# Cold Weather Lube



## fylling35 (Jun 15, 2007)

I was wondering what kinds of Gun Oil or Lube you use when it gets cold out. I need to get something that won't gum up.

I was shooting a single shot today because my semi-auto was sticky. Yes, it needs to be cleaned again...but I am just curious what you all use.

Thanks


----------



## lvmylabs (Jan 23, 2006)

That is the reason I love shooting a pump when it gets cold out.


----------



## Neanderthal (Oct 30, 2007)

I use Hoppe's or Rem Oil. They work in the cold.


----------



## Hardsell (Jan 29, 2007)

Fylling35,
What is the auto you use?


----------



## fylling35 (Jun 15, 2007)

I run a Browning Gold 3.5"

I haven't had any trouble with it before this because I clean it pretty often(I have already fixed the problem by cleaning but I was just curious what I could do to help the situation)...but I have heard that too much oil is worse than not enough...so I have been using very small amounts of oil.

Also, I don't know if I heard this correctly but is there a "dry" oil or something that air dries once sprayed on? Thought I heard something about that.


----------



## buckseye (Dec 8, 2003)

you can run them dry in cold weather if you have to...


----------

Information given:
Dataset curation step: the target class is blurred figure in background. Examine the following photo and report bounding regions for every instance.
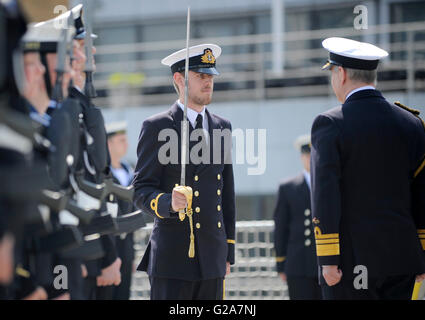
[106,121,139,300]
[274,135,321,300]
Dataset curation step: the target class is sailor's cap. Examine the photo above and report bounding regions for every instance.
[22,5,78,53]
[322,37,388,70]
[71,5,98,40]
[294,134,311,153]
[105,121,127,137]
[161,44,221,75]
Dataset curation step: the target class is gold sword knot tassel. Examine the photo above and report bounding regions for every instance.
[174,185,195,258]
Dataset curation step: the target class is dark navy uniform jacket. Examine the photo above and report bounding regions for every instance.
[133,104,235,280]
[311,90,425,278]
[274,174,317,278]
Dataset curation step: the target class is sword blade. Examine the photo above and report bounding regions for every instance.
[180,7,190,186]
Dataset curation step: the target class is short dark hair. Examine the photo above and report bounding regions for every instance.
[344,68,377,84]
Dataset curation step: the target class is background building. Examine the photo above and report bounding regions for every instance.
[70,0,425,220]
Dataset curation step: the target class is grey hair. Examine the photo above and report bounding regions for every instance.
[344,68,377,86]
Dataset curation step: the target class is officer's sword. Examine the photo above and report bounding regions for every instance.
[179,6,195,258]
[180,7,190,186]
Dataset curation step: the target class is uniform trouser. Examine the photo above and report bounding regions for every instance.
[286,276,322,300]
[149,276,224,300]
[84,277,114,300]
[113,257,133,300]
[322,275,415,300]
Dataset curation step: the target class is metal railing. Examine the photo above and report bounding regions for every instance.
[131,221,289,300]
[95,23,425,107]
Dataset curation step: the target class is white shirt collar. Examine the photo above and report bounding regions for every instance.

Directives:
1: Answer from the cold weather lube thread:
(a) Which two products does Neanderthal use?
(b) What gun does fylling35 run?
(c) What kind of gun does lvmylabs love shooting when it gets cold out?
2: List every username that posts in the cold weather lube thread.
3: For each statement, say whether the cold weather lube thread supports it, and quote the words that decide it.
(a) Neanderthal says the oils he uses work in the cold.
(b) fylling35 had not yet fixed the sticky semi-auto when writing the second post.
(c) buckseye says a gun should never be run dry in cold weather.
None of the data matters for what is asked here.

Task-by-task outputs:
1:
(a) Hoppe's or Rem Oil
(b) A Browning Gold 3.5"
(c) A pump

2: fylling35, lvmylabs, Neanderthal, Hardsell, buckseye

3:
(a) Yes: "They work in the cold."
(b) No: "I have already fixed the problem by cleaning"
(c) No: "you can run them dry in cold weather if you have to"